- **WORK TO DO**: Write out the whole listing exactly as it stands.

- **DATA SUPPLIED**:
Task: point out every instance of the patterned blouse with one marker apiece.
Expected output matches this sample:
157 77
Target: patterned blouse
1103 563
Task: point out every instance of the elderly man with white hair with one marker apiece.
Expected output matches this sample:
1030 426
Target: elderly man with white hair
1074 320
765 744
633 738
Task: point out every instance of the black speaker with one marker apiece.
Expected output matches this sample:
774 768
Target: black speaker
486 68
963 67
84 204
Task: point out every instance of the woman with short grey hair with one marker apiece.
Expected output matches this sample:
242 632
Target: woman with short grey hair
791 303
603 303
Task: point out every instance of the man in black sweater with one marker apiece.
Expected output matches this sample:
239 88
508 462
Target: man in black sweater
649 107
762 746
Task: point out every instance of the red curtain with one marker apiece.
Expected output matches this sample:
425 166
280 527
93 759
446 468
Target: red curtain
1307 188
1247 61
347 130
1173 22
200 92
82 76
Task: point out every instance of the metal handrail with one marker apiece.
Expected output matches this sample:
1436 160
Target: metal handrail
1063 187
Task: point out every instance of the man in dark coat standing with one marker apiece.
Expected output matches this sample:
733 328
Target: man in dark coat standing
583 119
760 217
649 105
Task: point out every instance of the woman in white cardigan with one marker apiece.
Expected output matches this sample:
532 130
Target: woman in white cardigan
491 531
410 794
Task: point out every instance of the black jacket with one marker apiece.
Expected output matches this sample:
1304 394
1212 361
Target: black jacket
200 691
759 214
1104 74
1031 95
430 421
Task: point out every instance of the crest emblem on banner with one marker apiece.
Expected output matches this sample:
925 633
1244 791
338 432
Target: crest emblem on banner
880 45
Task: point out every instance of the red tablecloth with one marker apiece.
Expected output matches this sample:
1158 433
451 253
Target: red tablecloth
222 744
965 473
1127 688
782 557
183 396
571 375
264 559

- **ANSWER FOR THE TASK**:
Task: point out every instance of the patterned blouse with one marker apiece.
Expected output matches this sample:
157 77
Target: patterned blouse
1103 563
Task: point out every instance of the elderly man with white hair with one marker apiece.
Expected output matches this sample:
1030 426
Target: elderly man with white hair
1074 320
765 744
633 738
Task: point out every instance of the black speaker with one marker apiece.
Expected output matches this sample:
774 768
Target: black speaker
486 68
963 67
84 204
Task: point out every instance of the woman with short grey hair with one marker apiece.
Expected output matches this sample:
242 632
Target: woman with short grey hair
791 303
603 303
Task: point out every instance of the man in black sweater with one marker apiece.
Expected output matches this sample:
239 88
508 462
Target: man in black sweater
649 107
762 746
Task: point out every instance of the red curtain with one marker apiece.
Expected output matches this sample:
425 166
280 527
93 759
446 468
Target: red curtain
1307 188
1247 61
347 130
1173 22
200 92
82 76
Task: point out every instance of the metal handrail with one marker apiece.
Expected output matches this sample:
1436 160
Target: metal handrail
1063 187
Task: point out every instance of the man in dark coat standing with one marker apiece.
Expected output matches this sample:
733 328
Target: man in dark coat standing
583 119
760 217
649 105
Task: point out every instance of the woman in white cardigan with one marker apiece.
Expected output matches this sample:
532 130
Target: woman in white cardigan
491 531
410 794
Task: point out every instance of the black jacket with one marker apiece.
Expected output matches this sample:
1304 394
1212 361
Target: black jacket
200 691
759 214
1104 74
1031 95
430 421
Task: point out every instance of the crest emblem on banner with one marker apiece.
Expected output matches this sample:
925 633
1244 791
338 432
Target: crest emblem on banner
880 45
Task: point out every instance of the red tablecloth with one marker apiece.
Expected output matches this sample:
1158 433
451 253
Target: red tablecloth
222 744
965 473
1127 688
782 557
183 396
571 375
264 559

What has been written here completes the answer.